**Input data**
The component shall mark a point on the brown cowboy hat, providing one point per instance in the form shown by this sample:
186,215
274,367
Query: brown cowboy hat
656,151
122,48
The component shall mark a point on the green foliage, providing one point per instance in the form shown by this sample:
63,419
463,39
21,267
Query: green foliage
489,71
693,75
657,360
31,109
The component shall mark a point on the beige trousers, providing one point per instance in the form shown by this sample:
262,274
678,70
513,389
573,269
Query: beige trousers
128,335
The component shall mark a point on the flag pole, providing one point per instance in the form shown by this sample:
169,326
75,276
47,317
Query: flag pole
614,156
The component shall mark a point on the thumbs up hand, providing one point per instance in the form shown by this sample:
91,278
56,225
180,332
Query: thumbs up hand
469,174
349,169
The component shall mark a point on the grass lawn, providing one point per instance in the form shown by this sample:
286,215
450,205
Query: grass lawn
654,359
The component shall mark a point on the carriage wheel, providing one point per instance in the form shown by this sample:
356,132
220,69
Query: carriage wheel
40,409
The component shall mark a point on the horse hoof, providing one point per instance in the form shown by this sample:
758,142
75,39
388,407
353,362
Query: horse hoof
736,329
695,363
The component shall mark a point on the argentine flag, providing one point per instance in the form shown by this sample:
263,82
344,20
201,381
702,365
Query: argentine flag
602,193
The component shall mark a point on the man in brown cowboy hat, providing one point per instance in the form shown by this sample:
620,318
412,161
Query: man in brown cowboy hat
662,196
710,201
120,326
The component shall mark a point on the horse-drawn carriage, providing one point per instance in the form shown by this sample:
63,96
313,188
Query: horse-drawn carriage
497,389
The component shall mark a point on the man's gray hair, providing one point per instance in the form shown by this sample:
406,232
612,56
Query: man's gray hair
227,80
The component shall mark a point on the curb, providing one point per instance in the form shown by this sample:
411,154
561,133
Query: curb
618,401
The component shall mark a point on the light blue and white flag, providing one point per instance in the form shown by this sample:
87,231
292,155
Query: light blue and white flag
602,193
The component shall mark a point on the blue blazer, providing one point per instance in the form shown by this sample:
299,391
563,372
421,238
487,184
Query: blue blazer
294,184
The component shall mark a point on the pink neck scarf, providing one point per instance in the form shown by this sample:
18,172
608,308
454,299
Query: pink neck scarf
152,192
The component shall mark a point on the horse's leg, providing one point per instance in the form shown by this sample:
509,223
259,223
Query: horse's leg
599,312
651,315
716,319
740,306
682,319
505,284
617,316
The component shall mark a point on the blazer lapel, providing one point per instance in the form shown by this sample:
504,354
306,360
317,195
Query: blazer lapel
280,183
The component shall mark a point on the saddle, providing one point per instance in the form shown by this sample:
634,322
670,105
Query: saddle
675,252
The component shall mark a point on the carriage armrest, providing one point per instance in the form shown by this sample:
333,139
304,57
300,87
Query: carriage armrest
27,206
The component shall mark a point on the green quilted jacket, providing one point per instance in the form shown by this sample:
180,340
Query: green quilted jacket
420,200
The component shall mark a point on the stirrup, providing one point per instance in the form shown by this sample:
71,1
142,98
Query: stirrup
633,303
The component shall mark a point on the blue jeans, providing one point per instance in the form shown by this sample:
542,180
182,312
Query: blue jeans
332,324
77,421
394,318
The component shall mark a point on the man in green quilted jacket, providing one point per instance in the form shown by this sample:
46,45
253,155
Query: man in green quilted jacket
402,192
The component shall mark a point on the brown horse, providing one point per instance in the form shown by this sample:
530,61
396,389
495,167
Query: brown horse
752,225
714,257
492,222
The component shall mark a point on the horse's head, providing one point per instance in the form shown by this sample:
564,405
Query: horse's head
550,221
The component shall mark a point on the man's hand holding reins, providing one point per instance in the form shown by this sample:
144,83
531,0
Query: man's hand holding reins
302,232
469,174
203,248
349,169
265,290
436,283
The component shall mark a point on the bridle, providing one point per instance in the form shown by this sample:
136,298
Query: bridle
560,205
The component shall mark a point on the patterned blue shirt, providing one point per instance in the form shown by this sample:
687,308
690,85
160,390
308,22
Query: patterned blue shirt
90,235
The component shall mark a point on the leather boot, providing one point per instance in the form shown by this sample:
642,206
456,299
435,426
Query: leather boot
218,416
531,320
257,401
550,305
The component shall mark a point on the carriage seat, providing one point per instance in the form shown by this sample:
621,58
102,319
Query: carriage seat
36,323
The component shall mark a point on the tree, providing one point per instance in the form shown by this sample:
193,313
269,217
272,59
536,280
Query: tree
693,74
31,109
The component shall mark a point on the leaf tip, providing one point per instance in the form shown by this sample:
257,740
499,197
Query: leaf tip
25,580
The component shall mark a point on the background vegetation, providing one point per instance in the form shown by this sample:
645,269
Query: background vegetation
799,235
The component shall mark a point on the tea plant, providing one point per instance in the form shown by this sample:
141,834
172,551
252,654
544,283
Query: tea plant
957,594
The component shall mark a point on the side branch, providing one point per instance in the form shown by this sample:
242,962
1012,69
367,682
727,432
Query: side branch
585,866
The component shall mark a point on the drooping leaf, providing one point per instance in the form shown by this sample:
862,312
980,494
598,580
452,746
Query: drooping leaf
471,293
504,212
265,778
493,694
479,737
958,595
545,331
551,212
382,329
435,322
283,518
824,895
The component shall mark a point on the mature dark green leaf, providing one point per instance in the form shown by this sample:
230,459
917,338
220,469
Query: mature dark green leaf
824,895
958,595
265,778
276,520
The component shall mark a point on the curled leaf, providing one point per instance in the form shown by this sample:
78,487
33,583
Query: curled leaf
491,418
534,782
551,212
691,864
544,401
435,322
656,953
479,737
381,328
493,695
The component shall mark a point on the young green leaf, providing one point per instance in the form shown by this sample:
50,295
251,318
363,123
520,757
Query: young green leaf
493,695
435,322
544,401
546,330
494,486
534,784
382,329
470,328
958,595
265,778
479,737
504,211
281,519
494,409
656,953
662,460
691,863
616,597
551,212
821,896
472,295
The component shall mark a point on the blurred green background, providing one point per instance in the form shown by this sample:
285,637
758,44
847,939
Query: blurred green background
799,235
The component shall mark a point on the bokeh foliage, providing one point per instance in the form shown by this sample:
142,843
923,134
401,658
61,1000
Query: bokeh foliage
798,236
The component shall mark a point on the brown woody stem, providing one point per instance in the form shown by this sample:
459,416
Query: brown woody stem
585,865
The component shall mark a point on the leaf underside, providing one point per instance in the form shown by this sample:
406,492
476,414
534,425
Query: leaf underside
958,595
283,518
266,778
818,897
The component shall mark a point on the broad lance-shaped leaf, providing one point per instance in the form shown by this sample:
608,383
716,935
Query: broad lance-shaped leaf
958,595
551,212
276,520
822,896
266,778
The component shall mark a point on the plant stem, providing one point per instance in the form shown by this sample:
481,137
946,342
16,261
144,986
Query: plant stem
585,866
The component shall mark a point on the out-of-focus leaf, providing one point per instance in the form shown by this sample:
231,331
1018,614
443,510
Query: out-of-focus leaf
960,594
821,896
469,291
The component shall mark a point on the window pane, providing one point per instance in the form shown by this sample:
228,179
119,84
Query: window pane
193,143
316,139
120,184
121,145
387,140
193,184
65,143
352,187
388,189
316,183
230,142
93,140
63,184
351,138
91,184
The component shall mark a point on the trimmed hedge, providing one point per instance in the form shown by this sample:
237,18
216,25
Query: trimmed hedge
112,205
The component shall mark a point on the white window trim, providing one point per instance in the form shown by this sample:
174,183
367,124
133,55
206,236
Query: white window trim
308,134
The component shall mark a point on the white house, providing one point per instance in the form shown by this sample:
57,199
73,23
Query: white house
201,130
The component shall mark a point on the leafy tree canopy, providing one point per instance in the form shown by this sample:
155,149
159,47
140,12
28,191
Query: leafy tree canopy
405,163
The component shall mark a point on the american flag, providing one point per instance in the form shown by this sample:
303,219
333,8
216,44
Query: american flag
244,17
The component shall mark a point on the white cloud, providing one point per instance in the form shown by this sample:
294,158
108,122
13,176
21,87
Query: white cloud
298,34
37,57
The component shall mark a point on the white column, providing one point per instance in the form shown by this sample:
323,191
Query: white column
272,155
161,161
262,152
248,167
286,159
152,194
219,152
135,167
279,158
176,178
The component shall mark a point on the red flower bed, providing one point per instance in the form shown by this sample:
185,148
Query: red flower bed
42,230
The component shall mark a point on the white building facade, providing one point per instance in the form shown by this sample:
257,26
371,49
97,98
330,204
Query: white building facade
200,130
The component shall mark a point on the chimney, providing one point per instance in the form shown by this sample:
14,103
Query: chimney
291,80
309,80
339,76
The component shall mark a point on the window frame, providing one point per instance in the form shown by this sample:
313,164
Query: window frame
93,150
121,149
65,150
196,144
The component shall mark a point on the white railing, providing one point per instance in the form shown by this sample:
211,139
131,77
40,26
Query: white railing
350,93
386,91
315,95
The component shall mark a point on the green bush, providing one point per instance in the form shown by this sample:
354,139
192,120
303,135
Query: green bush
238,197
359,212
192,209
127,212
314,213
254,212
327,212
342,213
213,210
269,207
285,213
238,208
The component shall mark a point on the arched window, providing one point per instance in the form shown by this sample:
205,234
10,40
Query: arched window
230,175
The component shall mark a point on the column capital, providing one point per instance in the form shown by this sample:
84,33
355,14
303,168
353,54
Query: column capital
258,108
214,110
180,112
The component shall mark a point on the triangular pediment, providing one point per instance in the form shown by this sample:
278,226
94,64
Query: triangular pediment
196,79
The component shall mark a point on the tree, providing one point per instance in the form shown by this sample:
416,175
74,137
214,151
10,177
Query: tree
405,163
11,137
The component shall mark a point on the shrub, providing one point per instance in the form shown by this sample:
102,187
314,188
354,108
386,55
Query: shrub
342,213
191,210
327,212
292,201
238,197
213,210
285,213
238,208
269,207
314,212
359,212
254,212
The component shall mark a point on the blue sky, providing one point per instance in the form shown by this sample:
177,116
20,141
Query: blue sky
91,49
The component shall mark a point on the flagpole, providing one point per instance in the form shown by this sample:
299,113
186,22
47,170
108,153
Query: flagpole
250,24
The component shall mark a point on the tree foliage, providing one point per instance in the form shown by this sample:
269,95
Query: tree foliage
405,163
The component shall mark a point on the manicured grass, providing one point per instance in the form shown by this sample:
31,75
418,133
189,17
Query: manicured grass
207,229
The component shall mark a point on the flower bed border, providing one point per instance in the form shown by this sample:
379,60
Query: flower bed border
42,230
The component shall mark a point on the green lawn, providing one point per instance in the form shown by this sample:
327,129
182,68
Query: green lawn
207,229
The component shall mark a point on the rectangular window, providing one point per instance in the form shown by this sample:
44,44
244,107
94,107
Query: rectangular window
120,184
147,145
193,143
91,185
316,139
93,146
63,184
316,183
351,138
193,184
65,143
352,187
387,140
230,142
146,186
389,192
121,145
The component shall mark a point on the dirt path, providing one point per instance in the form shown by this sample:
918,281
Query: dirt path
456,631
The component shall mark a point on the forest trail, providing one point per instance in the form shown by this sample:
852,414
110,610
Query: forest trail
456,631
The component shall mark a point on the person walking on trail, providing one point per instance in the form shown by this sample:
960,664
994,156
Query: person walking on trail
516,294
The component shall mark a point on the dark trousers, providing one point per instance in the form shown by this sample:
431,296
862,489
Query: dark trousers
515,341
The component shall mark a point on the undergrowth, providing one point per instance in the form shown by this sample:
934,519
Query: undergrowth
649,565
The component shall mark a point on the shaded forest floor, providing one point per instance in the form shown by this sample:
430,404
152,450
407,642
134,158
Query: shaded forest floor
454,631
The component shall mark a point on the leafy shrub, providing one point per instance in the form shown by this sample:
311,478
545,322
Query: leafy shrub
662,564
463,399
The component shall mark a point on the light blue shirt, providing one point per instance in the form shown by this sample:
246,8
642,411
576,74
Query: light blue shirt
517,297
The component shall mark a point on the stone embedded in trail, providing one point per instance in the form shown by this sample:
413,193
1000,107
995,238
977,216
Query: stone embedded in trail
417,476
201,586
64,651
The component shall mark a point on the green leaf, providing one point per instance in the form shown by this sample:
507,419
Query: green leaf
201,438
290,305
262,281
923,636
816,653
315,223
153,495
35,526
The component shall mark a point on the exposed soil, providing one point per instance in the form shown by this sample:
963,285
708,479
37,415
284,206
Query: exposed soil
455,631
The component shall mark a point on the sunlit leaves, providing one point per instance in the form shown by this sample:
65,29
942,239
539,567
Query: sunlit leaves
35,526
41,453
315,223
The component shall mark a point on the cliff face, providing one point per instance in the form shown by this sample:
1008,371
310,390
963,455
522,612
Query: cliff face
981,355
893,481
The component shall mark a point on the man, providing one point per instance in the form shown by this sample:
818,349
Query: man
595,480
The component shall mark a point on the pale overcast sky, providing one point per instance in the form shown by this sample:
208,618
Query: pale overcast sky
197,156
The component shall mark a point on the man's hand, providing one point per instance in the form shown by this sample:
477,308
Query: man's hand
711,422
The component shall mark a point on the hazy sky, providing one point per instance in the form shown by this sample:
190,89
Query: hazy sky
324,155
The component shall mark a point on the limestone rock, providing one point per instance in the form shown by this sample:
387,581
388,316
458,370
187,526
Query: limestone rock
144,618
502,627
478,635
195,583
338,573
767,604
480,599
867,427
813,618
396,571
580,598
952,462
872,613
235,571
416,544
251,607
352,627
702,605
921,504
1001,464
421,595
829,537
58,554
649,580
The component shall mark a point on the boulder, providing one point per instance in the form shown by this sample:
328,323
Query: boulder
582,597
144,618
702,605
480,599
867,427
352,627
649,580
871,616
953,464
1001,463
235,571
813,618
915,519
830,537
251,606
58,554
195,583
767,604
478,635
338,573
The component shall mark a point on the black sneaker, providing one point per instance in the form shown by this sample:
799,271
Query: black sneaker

**Goal of the exercise**
Show the lines of the material that contain the word "sneaker".

**Exercise response**
The component shall mark a point on the black sneaker, providing one point per instance in the form shown by this sample:
Query: black sneaker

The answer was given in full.